[Start of The data]
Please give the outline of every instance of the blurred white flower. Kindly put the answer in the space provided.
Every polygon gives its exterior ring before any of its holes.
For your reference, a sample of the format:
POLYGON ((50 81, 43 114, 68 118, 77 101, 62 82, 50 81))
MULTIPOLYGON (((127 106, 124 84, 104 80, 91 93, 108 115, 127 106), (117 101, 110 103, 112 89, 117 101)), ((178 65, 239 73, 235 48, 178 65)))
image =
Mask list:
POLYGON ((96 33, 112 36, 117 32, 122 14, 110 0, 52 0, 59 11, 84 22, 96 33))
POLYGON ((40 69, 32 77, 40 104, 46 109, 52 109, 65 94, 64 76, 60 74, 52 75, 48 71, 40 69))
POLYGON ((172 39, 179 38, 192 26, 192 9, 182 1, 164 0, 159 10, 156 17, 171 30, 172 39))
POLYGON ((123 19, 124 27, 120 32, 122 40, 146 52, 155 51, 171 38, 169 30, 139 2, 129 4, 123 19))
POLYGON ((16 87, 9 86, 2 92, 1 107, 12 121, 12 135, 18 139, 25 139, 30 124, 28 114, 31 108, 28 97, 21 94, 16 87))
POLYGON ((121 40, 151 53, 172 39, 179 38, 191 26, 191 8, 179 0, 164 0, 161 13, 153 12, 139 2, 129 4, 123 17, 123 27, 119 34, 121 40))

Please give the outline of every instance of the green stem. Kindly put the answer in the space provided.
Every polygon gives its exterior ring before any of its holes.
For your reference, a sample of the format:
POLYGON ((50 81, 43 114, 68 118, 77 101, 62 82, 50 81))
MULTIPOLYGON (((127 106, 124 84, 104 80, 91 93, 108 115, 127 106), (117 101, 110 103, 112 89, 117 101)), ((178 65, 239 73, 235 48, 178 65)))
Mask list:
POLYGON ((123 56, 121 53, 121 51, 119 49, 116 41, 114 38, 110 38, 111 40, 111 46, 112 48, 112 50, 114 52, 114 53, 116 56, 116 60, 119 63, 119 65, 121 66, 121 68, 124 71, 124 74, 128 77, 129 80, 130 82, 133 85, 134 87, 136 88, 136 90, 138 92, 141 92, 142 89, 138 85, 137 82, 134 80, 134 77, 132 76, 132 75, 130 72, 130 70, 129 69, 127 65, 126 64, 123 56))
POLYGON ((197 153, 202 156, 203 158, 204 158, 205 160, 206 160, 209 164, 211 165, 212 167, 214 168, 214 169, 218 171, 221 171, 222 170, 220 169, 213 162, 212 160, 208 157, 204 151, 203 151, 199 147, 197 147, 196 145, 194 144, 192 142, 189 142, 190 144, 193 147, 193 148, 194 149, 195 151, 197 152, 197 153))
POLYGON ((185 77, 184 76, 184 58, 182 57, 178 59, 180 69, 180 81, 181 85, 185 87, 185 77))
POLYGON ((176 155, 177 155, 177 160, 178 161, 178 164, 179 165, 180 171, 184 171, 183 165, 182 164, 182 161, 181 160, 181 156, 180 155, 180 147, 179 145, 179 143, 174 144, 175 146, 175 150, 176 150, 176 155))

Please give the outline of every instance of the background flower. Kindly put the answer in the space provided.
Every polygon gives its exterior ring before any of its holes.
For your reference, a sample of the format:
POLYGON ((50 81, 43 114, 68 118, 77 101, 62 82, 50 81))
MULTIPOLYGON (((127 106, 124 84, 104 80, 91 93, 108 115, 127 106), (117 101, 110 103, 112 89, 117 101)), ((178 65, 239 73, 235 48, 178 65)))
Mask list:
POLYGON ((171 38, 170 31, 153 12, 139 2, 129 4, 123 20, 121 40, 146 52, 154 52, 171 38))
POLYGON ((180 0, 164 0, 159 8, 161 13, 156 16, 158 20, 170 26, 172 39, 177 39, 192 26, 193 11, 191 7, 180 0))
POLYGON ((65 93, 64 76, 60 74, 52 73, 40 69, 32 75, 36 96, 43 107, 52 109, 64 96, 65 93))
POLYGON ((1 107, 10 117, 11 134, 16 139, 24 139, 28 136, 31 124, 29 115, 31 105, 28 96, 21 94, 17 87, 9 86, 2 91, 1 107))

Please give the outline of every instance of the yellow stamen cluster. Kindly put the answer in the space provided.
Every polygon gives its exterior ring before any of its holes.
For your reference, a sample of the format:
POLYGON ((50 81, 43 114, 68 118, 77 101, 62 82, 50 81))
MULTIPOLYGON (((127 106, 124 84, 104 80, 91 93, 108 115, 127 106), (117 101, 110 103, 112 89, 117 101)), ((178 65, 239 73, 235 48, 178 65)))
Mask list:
[End of The data]
■ Exercise details: Reproduce all of the records above word for word, changing nothing.

■ Correct output:
Please give the outline of every instance of the blurred white flower. Kindly put the answer in the space provided.
Every polygon gives its exterior ring before any of its holes.
For your reference, a sample of the format:
POLYGON ((50 81, 43 114, 68 118, 77 101, 62 82, 50 81))
MULTIPOLYGON (((127 106, 124 84, 104 80, 91 93, 108 115, 127 106), (117 101, 110 103, 112 89, 117 101)), ((178 65, 239 73, 235 48, 178 65)))
image =
Mask list:
POLYGON ((96 33, 112 36, 117 32, 122 14, 110 0, 52 0, 59 11, 84 22, 96 33))
POLYGON ((40 69, 32 77, 40 104, 46 109, 52 109, 65 94, 64 76, 60 74, 52 75, 48 71, 40 69))
POLYGON ((172 39, 179 38, 192 26, 192 9, 182 1, 164 0, 159 10, 156 17, 171 30, 172 39))
POLYGON ((123 19, 124 27, 120 32, 122 40, 146 52, 155 51, 171 38, 169 30, 139 2, 129 4, 123 19))
POLYGON ((16 87, 9 86, 2 92, 1 107, 12 121, 12 135, 18 139, 25 139, 30 124, 28 114, 31 108, 28 97, 21 94, 16 87))
POLYGON ((121 40, 151 53, 172 39, 179 38, 191 26, 191 8, 179 0, 164 0, 161 13, 153 12, 139 2, 129 4, 123 17, 123 27, 119 34, 121 40))

Please give the outline of every instance of the green stem. Kindly put the answer in the space provided.
Every polygon gives its exterior ring before any of its holes.
For your reference, a sample of the format:
POLYGON ((50 81, 43 114, 68 118, 77 101, 62 82, 50 81))
MULTIPOLYGON (((127 106, 124 84, 104 80, 91 93, 108 115, 127 106), (117 101, 110 103, 112 89, 117 101)), ((178 65, 239 73, 235 48, 178 65)))
Mask list:
POLYGON ((123 56, 121 53, 121 51, 119 49, 116 41, 114 38, 110 38, 111 40, 111 46, 112 48, 112 50, 114 52, 114 53, 116 56, 116 60, 119 63, 119 65, 121 66, 121 68, 124 71, 124 74, 128 77, 129 80, 130 82, 133 85, 134 87, 136 88, 136 90, 138 92, 141 92, 142 89, 138 85, 137 82, 134 80, 134 77, 132 76, 132 75, 130 72, 130 70, 129 69, 127 65, 126 64, 123 56))
POLYGON ((197 153, 202 156, 203 158, 204 158, 205 160, 206 160, 209 164, 211 165, 212 167, 214 168, 214 169, 218 171, 221 171, 222 170, 220 169, 213 162, 212 160, 208 157, 204 151, 203 151, 199 147, 197 147, 196 145, 194 144, 192 142, 189 142, 190 144, 193 147, 193 148, 194 149, 195 151, 197 152, 197 153))
POLYGON ((185 77, 184 76, 184 58, 182 57, 178 59, 180 69, 180 81, 181 85, 185 87, 185 77))
POLYGON ((176 155, 177 155, 177 160, 178 161, 178 164, 179 165, 180 171, 184 171, 183 165, 182 164, 182 161, 181 160, 181 156, 180 155, 180 147, 179 145, 179 143, 174 144, 175 146, 175 150, 176 150, 176 155))

Please give the outline of every instance of the background flower. Kindly put the answer in the space provided.
Every polygon gives its exterior ring before any of its holes.
For your reference, a sample of the format:
POLYGON ((50 81, 43 114, 68 118, 77 101, 62 82, 50 81))
MULTIPOLYGON (((127 106, 124 84, 104 80, 91 93, 108 115, 127 106), (117 101, 110 103, 112 89, 117 101)), ((178 65, 239 73, 235 48, 178 65)))
Mask list:
POLYGON ((171 38, 170 31, 153 12, 139 2, 129 4, 123 20, 121 40, 146 52, 154 52, 171 38))
POLYGON ((180 0, 164 0, 159 8, 161 13, 156 16, 158 20, 170 26, 172 39, 177 39, 192 26, 193 11, 191 7, 180 0))
POLYGON ((65 93, 64 76, 60 74, 52 73, 40 69, 32 75, 36 96, 43 107, 52 109, 64 96, 65 93))
POLYGON ((1 107, 10 117, 11 134, 16 139, 24 139, 28 136, 31 124, 29 115, 31 105, 28 96, 21 94, 17 87, 9 86, 2 91, 1 107))

Please give the outline of every instance of the yellow stamen cluster. Kindly put the answer in the space provided.
Every polygon gives its exterior ring before any of its holes.
For your reference, a sample of the format:
POLYGON ((50 81, 43 114, 68 118, 77 101, 62 82, 50 81))
MULTIPOLYGON (((127 106, 124 84, 104 80, 91 93, 108 115, 127 106), (117 101, 110 103, 112 89, 117 101)), ((178 65, 239 73, 235 48, 178 65)))
Mask list:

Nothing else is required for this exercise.